> What to work on
Turn the stretch of the records from the line containing "Note: spot the city" through the line containing "<point>394,71</point>", both ends included, into a numbered list with no blank lines. Leave the pictures out.

Excerpts from pointing data:
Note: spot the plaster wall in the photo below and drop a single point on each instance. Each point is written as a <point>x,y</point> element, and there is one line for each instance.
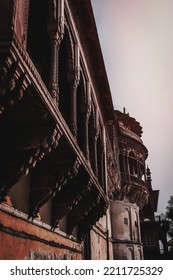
<point>22,239</point>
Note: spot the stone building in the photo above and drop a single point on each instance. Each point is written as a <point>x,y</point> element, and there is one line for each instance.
<point>134,190</point>
<point>72,175</point>
<point>154,229</point>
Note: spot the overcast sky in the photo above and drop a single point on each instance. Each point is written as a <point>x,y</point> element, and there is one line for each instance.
<point>136,37</point>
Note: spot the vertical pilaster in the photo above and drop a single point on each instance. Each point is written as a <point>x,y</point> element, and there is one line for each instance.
<point>56,32</point>
<point>74,93</point>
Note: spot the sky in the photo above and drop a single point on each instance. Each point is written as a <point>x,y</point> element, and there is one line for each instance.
<point>136,38</point>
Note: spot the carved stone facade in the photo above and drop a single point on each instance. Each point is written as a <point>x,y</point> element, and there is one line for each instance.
<point>133,194</point>
<point>61,149</point>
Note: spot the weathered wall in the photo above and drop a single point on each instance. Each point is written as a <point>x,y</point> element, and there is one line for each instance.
<point>126,230</point>
<point>21,239</point>
<point>101,245</point>
<point>126,251</point>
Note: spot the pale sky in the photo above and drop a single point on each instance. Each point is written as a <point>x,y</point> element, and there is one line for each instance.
<point>136,37</point>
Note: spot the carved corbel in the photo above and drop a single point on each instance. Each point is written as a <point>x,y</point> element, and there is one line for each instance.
<point>74,86</point>
<point>98,209</point>
<point>56,32</point>
<point>12,85</point>
<point>30,162</point>
<point>69,197</point>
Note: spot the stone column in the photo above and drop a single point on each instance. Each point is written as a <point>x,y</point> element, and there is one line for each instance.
<point>74,93</point>
<point>53,83</point>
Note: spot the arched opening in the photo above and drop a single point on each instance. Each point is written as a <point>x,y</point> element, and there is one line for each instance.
<point>38,41</point>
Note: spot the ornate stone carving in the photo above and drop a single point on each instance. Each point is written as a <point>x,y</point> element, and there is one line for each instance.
<point>134,194</point>
<point>12,84</point>
<point>30,162</point>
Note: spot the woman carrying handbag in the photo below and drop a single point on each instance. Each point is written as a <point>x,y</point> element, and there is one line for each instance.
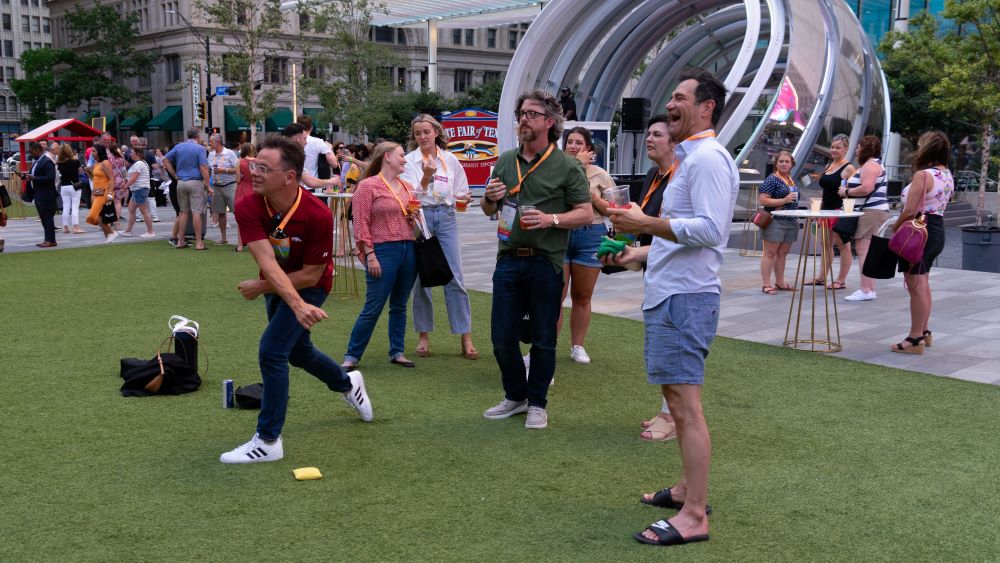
<point>927,194</point>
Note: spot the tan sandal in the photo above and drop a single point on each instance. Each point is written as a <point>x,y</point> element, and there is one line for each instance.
<point>659,431</point>
<point>423,347</point>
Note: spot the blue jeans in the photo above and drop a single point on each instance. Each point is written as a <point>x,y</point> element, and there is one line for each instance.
<point>285,342</point>
<point>526,285</point>
<point>399,269</point>
<point>441,223</point>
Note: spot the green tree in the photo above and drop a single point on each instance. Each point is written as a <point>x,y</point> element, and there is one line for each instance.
<point>350,71</point>
<point>963,68</point>
<point>250,30</point>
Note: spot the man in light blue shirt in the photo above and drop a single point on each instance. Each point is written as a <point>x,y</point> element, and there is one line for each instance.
<point>682,288</point>
<point>188,161</point>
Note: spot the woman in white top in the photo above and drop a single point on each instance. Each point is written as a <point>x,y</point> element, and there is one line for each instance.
<point>138,183</point>
<point>581,266</point>
<point>928,194</point>
<point>433,169</point>
<point>869,186</point>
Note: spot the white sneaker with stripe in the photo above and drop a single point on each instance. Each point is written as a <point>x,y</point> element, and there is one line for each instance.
<point>255,451</point>
<point>357,397</point>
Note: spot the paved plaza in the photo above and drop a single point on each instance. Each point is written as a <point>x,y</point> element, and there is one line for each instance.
<point>965,320</point>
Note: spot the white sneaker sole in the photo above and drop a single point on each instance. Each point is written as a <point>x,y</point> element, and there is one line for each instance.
<point>516,410</point>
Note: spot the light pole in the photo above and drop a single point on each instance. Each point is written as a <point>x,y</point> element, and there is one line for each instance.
<point>209,95</point>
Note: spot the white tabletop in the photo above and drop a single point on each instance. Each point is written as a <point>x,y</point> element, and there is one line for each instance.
<point>803,213</point>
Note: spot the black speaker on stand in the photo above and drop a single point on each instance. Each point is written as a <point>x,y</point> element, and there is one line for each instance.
<point>635,115</point>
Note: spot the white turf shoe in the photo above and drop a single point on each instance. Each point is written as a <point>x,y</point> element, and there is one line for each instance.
<point>537,418</point>
<point>859,295</point>
<point>357,397</point>
<point>506,408</point>
<point>255,451</point>
<point>579,355</point>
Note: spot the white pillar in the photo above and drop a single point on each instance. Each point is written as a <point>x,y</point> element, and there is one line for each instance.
<point>901,22</point>
<point>432,41</point>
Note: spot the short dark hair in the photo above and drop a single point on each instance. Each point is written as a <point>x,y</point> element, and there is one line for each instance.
<point>869,146</point>
<point>658,118</point>
<point>293,129</point>
<point>709,88</point>
<point>292,155</point>
<point>933,149</point>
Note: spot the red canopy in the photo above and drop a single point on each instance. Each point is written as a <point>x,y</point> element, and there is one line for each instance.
<point>78,131</point>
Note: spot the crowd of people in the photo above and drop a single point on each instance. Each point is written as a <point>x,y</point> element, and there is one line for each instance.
<point>551,230</point>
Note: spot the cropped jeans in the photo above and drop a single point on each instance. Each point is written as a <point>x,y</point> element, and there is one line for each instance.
<point>399,269</point>
<point>442,224</point>
<point>529,285</point>
<point>284,342</point>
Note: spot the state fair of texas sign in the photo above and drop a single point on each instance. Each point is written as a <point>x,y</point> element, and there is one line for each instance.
<point>472,138</point>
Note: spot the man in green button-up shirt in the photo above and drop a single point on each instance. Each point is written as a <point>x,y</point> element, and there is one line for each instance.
<point>528,277</point>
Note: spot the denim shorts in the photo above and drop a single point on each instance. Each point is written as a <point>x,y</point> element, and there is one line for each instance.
<point>583,243</point>
<point>678,333</point>
<point>140,196</point>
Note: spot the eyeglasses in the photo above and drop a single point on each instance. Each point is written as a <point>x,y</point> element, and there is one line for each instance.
<point>262,169</point>
<point>530,114</point>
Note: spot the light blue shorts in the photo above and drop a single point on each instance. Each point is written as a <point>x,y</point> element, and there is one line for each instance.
<point>678,333</point>
<point>583,244</point>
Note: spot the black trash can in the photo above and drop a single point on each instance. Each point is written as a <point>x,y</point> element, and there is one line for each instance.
<point>981,248</point>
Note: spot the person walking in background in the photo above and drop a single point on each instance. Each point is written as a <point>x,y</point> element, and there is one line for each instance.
<point>224,170</point>
<point>778,192</point>
<point>833,177</point>
<point>138,185</point>
<point>927,195</point>
<point>682,291</point>
<point>101,176</point>
<point>188,162</point>
<point>541,194</point>
<point>383,232</point>
<point>42,179</point>
<point>580,265</point>
<point>288,233</point>
<point>69,174</point>
<point>444,185</point>
<point>870,183</point>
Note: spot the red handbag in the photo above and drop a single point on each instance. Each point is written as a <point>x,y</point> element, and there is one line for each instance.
<point>909,240</point>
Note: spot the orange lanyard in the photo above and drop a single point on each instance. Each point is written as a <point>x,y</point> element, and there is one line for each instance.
<point>288,216</point>
<point>521,177</point>
<point>436,157</point>
<point>655,185</point>
<point>399,201</point>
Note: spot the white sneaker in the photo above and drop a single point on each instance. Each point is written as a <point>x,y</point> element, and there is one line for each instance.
<point>255,451</point>
<point>357,397</point>
<point>860,295</point>
<point>537,418</point>
<point>579,355</point>
<point>506,408</point>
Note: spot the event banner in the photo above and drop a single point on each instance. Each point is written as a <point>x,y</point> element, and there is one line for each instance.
<point>472,138</point>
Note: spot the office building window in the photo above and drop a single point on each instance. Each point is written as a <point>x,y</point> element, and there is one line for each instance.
<point>275,70</point>
<point>463,80</point>
<point>172,64</point>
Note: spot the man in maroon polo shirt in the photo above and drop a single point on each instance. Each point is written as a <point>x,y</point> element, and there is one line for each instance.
<point>289,233</point>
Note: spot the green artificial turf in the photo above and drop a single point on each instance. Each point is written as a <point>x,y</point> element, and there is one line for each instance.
<point>815,457</point>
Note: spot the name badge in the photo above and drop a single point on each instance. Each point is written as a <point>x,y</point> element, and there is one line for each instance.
<point>508,214</point>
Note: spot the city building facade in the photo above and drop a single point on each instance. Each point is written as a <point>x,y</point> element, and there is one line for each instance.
<point>24,25</point>
<point>177,83</point>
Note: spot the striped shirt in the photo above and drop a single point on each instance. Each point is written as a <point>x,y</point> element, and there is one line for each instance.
<point>878,199</point>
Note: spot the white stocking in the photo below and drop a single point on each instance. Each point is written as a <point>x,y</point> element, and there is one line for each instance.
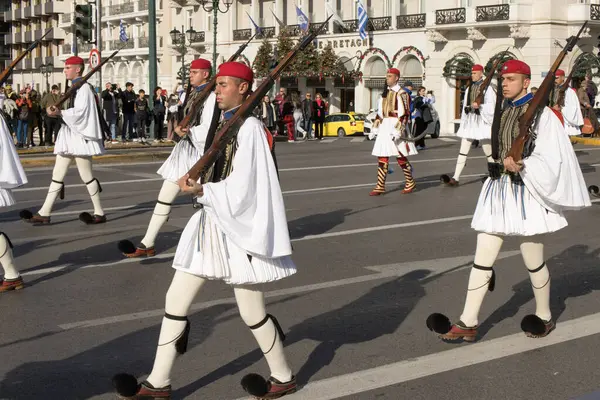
<point>167,195</point>
<point>84,165</point>
<point>251,304</point>
<point>465,147</point>
<point>533,256</point>
<point>488,247</point>
<point>487,150</point>
<point>61,166</point>
<point>181,294</point>
<point>6,258</point>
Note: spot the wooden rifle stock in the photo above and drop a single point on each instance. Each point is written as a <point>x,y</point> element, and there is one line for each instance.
<point>83,80</point>
<point>206,91</point>
<point>540,100</point>
<point>7,71</point>
<point>226,133</point>
<point>488,79</point>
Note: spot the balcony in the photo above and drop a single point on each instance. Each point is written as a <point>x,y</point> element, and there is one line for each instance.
<point>412,21</point>
<point>267,32</point>
<point>242,34</point>
<point>492,13</point>
<point>450,16</point>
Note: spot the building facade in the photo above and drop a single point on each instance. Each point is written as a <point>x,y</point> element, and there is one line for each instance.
<point>422,38</point>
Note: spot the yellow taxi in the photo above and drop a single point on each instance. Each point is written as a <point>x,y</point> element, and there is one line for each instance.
<point>343,124</point>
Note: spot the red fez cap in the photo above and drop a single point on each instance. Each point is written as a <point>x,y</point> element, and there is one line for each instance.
<point>74,61</point>
<point>516,67</point>
<point>236,70</point>
<point>200,63</point>
<point>394,71</point>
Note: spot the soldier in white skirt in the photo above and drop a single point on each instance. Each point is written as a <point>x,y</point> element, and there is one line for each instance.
<point>393,116</point>
<point>80,137</point>
<point>183,157</point>
<point>240,236</point>
<point>11,176</point>
<point>475,124</point>
<point>568,105</point>
<point>526,199</point>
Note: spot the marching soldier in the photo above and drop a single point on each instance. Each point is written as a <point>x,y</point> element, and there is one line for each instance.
<point>80,137</point>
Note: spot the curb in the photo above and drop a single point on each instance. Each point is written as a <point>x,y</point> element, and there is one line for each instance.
<point>132,146</point>
<point>103,159</point>
<point>586,141</point>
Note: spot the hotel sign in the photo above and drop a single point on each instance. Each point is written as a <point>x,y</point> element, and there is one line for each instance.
<point>344,43</point>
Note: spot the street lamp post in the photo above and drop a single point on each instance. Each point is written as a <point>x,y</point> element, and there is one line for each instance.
<point>215,7</point>
<point>178,39</point>
<point>46,70</point>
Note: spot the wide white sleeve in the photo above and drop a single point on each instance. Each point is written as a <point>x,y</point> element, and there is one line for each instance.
<point>83,118</point>
<point>551,173</point>
<point>199,132</point>
<point>572,111</point>
<point>248,204</point>
<point>486,110</point>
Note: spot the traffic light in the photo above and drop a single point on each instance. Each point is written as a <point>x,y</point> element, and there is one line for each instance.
<point>83,22</point>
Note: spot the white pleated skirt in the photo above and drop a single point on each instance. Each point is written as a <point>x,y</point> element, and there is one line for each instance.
<point>474,128</point>
<point>182,159</point>
<point>69,143</point>
<point>6,198</point>
<point>386,146</point>
<point>506,208</point>
<point>204,250</point>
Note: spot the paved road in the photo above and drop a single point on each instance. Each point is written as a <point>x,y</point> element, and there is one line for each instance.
<point>370,271</point>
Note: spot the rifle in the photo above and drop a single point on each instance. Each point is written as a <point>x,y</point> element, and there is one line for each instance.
<point>7,71</point>
<point>84,79</point>
<point>488,80</point>
<point>227,132</point>
<point>523,145</point>
<point>206,91</point>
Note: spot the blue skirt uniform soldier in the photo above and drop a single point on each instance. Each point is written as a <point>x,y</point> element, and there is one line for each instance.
<point>80,137</point>
<point>525,199</point>
<point>11,176</point>
<point>475,124</point>
<point>184,155</point>
<point>240,237</point>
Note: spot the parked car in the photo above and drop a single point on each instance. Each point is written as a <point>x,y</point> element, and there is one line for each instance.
<point>433,128</point>
<point>343,124</point>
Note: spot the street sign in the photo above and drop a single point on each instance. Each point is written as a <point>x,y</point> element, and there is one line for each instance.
<point>94,58</point>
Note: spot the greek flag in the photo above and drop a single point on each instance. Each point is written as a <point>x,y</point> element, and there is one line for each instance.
<point>122,34</point>
<point>362,20</point>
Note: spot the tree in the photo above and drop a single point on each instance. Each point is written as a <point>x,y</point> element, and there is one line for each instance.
<point>264,59</point>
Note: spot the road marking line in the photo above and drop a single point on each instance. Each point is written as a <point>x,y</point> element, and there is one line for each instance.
<point>437,266</point>
<point>444,361</point>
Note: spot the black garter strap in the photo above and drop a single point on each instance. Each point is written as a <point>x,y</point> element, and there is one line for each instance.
<point>99,186</point>
<point>62,189</point>
<point>538,269</point>
<point>9,243</point>
<point>175,317</point>
<point>491,282</point>
<point>277,328</point>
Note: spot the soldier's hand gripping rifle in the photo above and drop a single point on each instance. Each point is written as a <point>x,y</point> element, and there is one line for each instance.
<point>81,82</point>
<point>207,90</point>
<point>523,145</point>
<point>226,133</point>
<point>8,70</point>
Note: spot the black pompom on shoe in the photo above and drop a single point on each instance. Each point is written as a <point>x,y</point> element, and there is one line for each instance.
<point>255,385</point>
<point>126,246</point>
<point>125,384</point>
<point>439,323</point>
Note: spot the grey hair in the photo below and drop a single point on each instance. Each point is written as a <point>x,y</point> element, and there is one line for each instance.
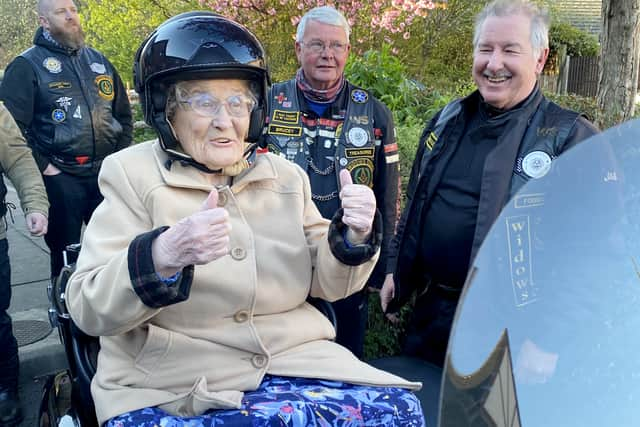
<point>326,15</point>
<point>180,91</point>
<point>539,18</point>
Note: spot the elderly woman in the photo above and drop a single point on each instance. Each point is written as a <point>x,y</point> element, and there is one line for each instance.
<point>196,268</point>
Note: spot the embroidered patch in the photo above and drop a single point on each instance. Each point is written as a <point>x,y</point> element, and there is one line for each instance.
<point>536,164</point>
<point>361,171</point>
<point>59,85</point>
<point>105,87</point>
<point>98,68</point>
<point>64,102</point>
<point>285,130</point>
<point>58,115</point>
<point>52,64</point>
<point>358,137</point>
<point>286,116</point>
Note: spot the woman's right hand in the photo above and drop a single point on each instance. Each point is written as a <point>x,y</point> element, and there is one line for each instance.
<point>197,239</point>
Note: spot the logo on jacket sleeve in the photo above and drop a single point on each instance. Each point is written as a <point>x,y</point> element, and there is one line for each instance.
<point>105,87</point>
<point>52,64</point>
<point>359,96</point>
<point>536,164</point>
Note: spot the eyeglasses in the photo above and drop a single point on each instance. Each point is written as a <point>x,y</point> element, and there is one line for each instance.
<point>209,106</point>
<point>316,46</point>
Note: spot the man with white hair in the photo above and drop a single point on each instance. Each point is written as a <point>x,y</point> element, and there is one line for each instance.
<point>473,157</point>
<point>325,124</point>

> Solution to this problem
1. Note: spot the city building facade in the photo above and drop a single point on each instance. Each point is written as a <point>x,y</point> element, and there is one line for each instance.
2. <point>24,25</point>
3. <point>177,83</point>
4. Note: spot the striped shirt in the photo above and drop a single point on each instance. Each point is written as a <point>x,y</point> element, and there is one line for each instance.
5. <point>878,199</point>
6. Note: spot the white stocking in the photo below and drop a single point on each instance. Each point is written as a <point>x,y</point> element, and there is one line for each instance.
7. <point>167,195</point>
8. <point>84,165</point>
9. <point>251,304</point>
10. <point>465,147</point>
11. <point>533,256</point>
12. <point>488,247</point>
13. <point>487,150</point>
14. <point>61,166</point>
15. <point>181,294</point>
16. <point>6,258</point>
17. Note: spot the wooden rifle stock in the photo above and drop a single point on each instance. Each point is written as a <point>x,y</point> element, and there is one line for each instance.
18. <point>83,80</point>
19. <point>206,91</point>
20. <point>540,100</point>
21. <point>7,71</point>
22. <point>226,133</point>
23. <point>488,79</point>
24. Note: spot the balcony in the photo above and drop a single point on each instance. Each point is written as a <point>x,y</point> element, and there is one line for each instance.
25. <point>412,21</point>
26. <point>267,32</point>
27. <point>242,34</point>
28. <point>492,13</point>
29. <point>450,16</point>
30. Note: spot the building facade in the photo above and drop a single point on each instance. Each point is written as a <point>x,y</point> element, and there is one line for each instance.
31. <point>422,38</point>
32. Note: spot the yellow taxi in the photo above and drop a single point on each instance. Each point is written as a <point>x,y</point> element, and there is one line for each instance.
33. <point>343,124</point>
34. Note: spot the red fez cap in the photo above and drop a single point on each instance. Each point is written as a <point>x,y</point> element, and there is one line for each instance.
35. <point>74,61</point>
36. <point>516,67</point>
37. <point>236,70</point>
38. <point>200,63</point>
39. <point>394,71</point>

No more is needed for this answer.